WHAT YOU WILL DO ::
Please find every line below that contains the word "face" and copy each of those lines in full. Treat uppercase and lowercase as different.

MATERIAL FOR THE TASK ::
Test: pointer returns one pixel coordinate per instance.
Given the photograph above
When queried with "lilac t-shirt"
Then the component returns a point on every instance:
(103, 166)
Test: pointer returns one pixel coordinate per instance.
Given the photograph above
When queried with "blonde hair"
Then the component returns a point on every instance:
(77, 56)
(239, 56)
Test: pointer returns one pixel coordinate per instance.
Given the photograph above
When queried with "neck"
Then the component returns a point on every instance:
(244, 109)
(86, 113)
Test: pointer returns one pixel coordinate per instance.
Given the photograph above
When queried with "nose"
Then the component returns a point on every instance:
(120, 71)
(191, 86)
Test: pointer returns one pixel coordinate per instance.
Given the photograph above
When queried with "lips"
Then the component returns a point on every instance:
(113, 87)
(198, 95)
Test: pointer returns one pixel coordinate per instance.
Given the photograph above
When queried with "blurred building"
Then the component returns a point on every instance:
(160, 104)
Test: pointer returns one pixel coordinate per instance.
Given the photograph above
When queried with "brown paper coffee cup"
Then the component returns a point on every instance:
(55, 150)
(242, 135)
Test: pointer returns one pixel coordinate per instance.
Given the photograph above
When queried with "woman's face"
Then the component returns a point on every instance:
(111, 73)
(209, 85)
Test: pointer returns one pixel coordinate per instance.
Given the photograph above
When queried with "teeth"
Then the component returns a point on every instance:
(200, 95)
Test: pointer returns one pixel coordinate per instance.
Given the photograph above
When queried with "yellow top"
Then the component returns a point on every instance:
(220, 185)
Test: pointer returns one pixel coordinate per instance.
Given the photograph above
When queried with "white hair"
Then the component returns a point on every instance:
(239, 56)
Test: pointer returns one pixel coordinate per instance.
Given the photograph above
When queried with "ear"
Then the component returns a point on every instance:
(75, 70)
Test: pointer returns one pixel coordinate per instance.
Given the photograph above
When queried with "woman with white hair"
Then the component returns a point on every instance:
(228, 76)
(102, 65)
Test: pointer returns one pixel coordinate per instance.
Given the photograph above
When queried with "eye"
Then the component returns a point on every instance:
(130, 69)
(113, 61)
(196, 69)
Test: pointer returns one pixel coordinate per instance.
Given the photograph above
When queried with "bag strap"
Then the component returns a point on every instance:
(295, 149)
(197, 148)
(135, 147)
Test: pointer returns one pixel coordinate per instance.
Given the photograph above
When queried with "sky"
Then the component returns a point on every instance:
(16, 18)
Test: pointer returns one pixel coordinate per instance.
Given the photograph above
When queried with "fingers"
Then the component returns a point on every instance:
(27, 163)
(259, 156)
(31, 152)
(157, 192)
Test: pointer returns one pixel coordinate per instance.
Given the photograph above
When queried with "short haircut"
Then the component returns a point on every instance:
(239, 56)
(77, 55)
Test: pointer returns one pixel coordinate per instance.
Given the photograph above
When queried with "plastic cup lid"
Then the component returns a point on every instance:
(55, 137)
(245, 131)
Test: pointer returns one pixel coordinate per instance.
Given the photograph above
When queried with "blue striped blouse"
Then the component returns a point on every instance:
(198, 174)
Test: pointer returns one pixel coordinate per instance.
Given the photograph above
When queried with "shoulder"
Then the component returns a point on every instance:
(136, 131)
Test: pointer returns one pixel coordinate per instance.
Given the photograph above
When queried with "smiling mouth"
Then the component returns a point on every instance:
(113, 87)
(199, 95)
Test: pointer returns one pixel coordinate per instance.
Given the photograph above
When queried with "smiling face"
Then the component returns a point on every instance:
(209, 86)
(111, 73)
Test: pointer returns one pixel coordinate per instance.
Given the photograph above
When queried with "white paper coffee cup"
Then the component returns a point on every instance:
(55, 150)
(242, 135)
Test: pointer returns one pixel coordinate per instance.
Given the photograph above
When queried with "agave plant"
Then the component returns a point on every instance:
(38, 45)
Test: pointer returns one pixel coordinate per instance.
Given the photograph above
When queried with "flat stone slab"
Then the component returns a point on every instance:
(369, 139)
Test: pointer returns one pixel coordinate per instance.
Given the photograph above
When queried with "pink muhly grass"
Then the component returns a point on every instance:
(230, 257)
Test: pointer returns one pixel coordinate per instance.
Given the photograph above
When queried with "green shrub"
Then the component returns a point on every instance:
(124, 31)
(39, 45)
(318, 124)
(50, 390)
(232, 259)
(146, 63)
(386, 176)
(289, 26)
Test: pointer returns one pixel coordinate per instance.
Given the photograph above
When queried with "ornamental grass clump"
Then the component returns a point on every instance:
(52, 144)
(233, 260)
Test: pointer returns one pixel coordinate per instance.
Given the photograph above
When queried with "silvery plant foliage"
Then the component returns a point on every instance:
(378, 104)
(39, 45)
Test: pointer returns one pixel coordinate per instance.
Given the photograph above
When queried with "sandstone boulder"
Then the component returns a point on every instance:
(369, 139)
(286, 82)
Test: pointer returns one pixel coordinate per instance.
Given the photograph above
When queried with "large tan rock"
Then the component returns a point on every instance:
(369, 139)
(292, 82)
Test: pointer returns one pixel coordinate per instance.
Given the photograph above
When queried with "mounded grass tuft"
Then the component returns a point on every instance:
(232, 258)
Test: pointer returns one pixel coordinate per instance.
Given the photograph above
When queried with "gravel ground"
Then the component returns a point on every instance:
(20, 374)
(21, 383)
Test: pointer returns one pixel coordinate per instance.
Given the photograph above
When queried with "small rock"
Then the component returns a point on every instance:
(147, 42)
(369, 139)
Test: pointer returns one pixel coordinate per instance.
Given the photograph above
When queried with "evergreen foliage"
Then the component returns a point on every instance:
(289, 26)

...

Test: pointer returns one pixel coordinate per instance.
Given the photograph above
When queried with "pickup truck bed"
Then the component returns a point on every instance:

--

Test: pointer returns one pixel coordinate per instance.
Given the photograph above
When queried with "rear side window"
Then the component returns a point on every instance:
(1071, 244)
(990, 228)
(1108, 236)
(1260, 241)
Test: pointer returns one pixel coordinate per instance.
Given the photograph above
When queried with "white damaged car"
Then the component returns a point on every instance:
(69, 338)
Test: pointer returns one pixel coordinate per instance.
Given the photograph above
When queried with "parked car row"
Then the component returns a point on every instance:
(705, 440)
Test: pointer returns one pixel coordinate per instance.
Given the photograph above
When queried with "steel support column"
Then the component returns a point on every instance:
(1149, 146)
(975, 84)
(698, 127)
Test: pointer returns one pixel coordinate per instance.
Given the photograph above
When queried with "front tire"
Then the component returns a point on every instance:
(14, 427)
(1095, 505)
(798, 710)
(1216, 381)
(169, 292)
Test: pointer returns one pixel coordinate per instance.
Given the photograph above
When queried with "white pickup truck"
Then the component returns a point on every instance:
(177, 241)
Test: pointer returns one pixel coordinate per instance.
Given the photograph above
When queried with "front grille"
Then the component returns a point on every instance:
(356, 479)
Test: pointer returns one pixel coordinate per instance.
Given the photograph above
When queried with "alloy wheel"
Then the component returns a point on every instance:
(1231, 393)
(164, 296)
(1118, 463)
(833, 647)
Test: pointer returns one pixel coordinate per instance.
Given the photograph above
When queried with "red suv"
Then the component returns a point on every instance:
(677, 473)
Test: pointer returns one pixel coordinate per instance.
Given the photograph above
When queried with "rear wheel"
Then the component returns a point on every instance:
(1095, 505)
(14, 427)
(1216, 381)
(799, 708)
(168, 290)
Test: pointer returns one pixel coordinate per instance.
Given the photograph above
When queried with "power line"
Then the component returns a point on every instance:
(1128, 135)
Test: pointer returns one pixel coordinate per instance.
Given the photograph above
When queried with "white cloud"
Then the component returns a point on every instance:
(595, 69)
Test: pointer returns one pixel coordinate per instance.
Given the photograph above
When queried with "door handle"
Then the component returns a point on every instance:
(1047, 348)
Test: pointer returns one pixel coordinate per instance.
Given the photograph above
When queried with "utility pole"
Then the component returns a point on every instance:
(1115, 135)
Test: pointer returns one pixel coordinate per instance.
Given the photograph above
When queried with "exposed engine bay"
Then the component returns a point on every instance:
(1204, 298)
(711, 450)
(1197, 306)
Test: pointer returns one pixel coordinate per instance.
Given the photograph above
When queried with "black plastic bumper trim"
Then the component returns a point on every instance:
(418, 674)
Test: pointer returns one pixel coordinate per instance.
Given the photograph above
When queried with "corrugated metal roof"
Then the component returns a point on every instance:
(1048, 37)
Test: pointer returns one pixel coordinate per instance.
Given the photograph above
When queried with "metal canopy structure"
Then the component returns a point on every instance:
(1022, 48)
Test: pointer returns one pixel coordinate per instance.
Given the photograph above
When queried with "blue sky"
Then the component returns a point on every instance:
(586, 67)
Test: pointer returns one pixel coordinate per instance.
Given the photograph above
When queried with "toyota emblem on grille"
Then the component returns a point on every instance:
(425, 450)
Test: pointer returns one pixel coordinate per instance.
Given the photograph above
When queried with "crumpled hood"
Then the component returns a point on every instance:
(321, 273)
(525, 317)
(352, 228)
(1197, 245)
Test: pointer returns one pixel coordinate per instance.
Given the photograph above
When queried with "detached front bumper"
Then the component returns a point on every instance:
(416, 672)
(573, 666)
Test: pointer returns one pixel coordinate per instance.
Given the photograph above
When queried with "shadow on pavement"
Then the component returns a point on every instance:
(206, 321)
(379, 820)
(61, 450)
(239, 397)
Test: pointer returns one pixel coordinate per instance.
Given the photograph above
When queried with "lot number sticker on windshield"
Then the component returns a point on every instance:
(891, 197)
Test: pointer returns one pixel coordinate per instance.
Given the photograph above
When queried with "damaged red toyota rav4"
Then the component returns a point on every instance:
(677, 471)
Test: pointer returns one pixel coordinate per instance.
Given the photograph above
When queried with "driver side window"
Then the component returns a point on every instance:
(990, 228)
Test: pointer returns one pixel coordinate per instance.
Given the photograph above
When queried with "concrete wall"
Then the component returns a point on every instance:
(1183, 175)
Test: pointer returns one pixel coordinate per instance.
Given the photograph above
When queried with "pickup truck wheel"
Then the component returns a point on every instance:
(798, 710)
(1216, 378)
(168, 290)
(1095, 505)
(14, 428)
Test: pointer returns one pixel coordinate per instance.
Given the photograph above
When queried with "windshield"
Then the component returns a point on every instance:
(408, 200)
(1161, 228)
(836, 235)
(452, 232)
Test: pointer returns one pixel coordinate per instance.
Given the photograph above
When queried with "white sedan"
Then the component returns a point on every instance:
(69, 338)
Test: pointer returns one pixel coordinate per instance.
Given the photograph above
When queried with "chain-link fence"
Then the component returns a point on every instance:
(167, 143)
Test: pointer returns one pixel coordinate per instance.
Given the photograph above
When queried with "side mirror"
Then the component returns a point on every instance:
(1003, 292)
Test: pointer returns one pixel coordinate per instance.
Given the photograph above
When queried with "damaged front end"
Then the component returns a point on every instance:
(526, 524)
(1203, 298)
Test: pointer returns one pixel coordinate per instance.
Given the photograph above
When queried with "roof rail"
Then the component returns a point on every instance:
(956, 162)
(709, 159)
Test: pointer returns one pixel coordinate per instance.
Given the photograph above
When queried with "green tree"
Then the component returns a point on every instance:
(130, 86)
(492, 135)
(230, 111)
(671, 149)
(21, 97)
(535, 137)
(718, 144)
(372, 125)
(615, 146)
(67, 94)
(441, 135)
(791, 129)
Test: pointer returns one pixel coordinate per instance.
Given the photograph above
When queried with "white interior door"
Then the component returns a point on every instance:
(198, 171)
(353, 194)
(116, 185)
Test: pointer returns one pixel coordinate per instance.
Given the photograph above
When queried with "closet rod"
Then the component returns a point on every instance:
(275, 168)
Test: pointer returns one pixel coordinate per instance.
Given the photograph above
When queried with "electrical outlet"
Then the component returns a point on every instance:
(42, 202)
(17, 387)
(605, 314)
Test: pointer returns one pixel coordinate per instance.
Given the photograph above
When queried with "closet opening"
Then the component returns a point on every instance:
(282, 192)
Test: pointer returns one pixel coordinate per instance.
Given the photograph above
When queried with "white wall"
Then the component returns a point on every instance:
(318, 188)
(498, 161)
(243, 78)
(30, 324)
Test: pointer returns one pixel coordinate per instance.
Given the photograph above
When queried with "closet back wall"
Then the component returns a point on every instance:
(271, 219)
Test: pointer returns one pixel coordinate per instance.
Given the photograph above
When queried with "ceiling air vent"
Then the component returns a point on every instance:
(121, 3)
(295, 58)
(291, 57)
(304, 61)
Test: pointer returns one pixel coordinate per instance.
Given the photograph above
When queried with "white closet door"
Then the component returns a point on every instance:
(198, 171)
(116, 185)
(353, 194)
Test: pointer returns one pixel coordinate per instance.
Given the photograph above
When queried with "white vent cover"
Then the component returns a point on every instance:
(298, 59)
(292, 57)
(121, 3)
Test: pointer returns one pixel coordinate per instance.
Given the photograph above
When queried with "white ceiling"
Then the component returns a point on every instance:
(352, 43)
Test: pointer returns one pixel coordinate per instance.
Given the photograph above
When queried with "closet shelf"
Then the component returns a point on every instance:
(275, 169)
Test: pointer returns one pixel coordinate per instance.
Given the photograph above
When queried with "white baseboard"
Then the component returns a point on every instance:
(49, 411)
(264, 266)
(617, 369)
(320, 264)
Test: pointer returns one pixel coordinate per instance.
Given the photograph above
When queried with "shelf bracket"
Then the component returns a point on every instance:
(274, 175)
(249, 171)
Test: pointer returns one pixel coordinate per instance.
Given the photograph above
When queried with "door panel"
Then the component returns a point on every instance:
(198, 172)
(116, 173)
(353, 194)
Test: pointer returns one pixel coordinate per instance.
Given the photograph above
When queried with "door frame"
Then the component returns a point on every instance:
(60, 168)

TASK ANSWER ::
When queried with "woman's face"
When queried with "smiling face"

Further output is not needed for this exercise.